_PROBLEM DETAILS_: Copy the records word for word, starting at the very beginning and going on through the line that contains "[1071,405,1103,486]".

_GIVEN DATA_:
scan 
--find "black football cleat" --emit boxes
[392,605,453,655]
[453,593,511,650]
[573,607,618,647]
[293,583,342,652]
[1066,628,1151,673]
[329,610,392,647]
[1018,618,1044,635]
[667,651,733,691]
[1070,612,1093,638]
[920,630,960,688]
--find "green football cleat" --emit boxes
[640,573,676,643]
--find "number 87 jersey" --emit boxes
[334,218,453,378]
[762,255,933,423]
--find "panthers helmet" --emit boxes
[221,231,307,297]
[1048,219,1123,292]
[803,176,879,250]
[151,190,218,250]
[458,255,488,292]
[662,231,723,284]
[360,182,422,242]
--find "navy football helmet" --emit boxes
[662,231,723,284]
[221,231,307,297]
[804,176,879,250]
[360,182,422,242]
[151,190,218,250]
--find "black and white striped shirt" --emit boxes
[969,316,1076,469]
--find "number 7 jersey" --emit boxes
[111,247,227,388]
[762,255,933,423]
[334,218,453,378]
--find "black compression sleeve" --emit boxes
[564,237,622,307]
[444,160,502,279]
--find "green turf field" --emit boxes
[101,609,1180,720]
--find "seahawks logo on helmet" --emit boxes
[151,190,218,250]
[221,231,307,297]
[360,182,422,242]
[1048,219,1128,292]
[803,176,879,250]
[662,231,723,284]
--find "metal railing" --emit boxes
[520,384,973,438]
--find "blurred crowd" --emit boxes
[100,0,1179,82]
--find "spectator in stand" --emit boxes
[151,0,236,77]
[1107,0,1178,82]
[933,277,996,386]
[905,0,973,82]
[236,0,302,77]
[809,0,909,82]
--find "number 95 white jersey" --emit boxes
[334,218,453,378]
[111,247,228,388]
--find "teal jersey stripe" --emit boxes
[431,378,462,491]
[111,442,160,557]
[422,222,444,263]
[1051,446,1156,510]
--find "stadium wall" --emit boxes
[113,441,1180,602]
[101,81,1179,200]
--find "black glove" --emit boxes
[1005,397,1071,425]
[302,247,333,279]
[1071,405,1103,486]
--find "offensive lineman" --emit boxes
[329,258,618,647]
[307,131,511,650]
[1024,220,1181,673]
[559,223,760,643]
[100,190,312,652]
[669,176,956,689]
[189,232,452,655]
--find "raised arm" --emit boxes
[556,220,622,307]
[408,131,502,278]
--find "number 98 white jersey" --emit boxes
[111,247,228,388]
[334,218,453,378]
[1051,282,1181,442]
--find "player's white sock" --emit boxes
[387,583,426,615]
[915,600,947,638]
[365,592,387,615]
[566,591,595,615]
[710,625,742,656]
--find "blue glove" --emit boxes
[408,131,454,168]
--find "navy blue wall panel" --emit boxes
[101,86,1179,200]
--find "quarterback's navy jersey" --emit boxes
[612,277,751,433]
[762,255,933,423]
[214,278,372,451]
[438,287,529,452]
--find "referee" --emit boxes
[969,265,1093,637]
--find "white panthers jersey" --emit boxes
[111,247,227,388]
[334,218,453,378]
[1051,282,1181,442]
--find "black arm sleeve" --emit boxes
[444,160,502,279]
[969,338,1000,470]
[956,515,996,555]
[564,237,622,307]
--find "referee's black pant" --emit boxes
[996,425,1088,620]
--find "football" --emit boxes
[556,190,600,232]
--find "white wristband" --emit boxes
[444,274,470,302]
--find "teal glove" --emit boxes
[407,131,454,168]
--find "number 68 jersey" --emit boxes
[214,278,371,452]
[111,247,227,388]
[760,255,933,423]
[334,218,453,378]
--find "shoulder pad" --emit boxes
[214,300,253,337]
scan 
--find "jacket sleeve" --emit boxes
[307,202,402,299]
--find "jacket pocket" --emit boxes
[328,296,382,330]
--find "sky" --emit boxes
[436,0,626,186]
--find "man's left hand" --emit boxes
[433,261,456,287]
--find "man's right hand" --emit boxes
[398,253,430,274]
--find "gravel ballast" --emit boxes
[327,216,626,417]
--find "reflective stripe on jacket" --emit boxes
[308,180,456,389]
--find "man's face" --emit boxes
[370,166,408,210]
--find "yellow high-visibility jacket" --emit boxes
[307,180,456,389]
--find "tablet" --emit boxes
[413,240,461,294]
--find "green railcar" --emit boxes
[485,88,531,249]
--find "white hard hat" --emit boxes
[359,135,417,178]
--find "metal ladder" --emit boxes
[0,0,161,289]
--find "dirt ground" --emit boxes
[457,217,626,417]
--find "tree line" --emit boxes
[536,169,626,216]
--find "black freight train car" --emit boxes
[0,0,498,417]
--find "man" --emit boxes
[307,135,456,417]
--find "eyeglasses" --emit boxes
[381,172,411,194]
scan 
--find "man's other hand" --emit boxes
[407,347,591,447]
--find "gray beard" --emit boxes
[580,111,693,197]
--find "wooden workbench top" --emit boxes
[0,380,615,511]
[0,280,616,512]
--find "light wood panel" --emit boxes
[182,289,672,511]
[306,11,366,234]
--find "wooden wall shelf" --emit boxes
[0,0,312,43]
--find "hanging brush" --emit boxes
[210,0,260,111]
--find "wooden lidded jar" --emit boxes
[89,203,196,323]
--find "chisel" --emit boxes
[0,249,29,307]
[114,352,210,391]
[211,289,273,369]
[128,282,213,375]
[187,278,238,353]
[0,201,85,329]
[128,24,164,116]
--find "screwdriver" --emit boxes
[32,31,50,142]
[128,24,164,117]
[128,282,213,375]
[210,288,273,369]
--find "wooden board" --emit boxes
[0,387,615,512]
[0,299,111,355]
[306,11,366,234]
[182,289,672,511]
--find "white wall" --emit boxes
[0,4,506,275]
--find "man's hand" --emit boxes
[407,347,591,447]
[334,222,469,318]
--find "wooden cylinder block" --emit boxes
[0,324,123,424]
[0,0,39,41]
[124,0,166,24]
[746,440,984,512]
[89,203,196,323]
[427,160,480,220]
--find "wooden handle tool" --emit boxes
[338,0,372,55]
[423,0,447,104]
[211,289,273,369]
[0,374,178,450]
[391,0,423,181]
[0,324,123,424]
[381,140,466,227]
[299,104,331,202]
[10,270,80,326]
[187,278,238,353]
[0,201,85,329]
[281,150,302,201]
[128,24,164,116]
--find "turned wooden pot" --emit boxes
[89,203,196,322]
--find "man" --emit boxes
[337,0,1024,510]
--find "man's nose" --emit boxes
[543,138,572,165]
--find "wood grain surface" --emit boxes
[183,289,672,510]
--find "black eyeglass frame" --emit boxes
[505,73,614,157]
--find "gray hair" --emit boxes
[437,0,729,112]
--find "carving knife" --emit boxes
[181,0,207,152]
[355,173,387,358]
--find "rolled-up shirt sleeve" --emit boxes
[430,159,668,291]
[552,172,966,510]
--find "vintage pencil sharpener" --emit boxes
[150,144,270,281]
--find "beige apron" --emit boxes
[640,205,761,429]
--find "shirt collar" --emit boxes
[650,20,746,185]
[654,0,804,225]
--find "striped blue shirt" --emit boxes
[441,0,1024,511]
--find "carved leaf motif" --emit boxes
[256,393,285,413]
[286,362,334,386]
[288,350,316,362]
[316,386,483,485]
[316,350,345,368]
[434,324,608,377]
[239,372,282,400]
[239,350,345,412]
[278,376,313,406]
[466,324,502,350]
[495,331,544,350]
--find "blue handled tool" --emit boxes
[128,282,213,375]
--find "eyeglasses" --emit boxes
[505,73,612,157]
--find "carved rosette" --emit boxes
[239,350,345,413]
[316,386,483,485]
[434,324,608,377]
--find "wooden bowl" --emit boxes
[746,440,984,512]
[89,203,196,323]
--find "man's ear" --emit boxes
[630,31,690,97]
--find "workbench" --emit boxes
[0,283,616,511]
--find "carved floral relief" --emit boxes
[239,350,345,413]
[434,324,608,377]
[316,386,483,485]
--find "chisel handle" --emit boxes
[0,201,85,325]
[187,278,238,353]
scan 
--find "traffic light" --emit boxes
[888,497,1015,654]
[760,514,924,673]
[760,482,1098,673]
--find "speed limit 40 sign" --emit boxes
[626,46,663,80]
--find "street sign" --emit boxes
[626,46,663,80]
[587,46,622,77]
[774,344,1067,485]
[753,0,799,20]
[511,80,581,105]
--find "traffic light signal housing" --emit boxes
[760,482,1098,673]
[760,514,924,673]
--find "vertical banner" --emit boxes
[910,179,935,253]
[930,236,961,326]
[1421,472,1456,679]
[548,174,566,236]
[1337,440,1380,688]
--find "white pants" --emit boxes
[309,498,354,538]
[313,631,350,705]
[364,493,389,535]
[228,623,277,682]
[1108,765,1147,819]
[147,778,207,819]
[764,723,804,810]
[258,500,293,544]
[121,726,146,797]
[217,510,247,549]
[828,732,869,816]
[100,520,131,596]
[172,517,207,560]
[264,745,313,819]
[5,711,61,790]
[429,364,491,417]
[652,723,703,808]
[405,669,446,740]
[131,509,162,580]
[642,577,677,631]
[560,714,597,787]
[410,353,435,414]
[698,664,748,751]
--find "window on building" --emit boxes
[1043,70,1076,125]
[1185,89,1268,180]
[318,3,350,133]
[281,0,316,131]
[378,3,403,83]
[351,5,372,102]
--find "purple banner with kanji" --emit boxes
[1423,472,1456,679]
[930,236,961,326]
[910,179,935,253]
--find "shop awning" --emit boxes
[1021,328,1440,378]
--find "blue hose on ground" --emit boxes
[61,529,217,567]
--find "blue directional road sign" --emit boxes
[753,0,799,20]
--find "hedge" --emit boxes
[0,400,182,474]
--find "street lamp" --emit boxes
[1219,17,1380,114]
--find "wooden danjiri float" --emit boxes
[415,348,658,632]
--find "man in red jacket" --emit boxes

_OUTPUT FOR THIS TASK_:
scan 
--find "black football cleat" --emit boxes
[392,605,453,655]
[453,593,511,650]
[573,607,618,647]
[293,583,342,652]
[1066,628,1151,673]
[329,610,392,647]
[1018,618,1044,635]
[667,651,733,691]
[1070,612,1093,638]
[920,630,960,688]
--find "green football cleat" --emit boxes
[640,573,676,643]
--find "number 87 jersey" --emit boxes
[334,218,453,378]
[762,255,933,423]
--find "panthers helmet" --emit boxes
[221,231,307,297]
[1048,219,1123,292]
[803,176,879,250]
[151,190,218,250]
[458,255,488,292]
[662,231,723,284]
[360,182,422,242]
--find "navy football helmet" --emit boxes
[662,231,723,284]
[221,231,307,297]
[804,176,879,250]
[360,182,422,242]
[151,190,218,250]
--find "black and white striped shirt" --emit boxes
[969,316,1076,469]
--find "number 7 jersey" --emit boxes
[111,247,227,388]
[762,255,933,423]
[334,218,453,378]
--find "black compression sleeve" --emit boxes
[564,237,622,307]
[444,160,502,279]
--find "green turf field" --emit boxes
[101,609,1180,720]
--find "seahawks logo on helmet" --emit boxes
[151,190,218,250]
[221,231,307,297]
[360,182,422,242]
[1048,219,1128,292]
[803,176,879,250]
[662,231,723,284]
--find "metal railing" --emit boxes
[520,384,973,438]
--find "blurred crowd" --emit boxes
[100,0,1179,82]
--find "spectator in stand" --emit boxes
[151,0,236,77]
[1107,0,1178,82]
[933,277,996,386]
[905,0,973,82]
[236,0,302,77]
[809,0,909,82]
--find "number 95 white jersey" --emit boxes
[334,218,453,378]
[111,247,228,388]
--find "teal jersey stripe" --emit boxes
[431,378,462,491]
[111,442,160,557]
[422,222,444,263]
[1051,446,1156,510]
--find "stadium wall" --emit boxes
[113,441,1180,602]
[101,81,1179,200]
--find "black glove" --emit boxes
[1005,397,1071,425]
[302,247,333,279]
[1071,405,1103,486]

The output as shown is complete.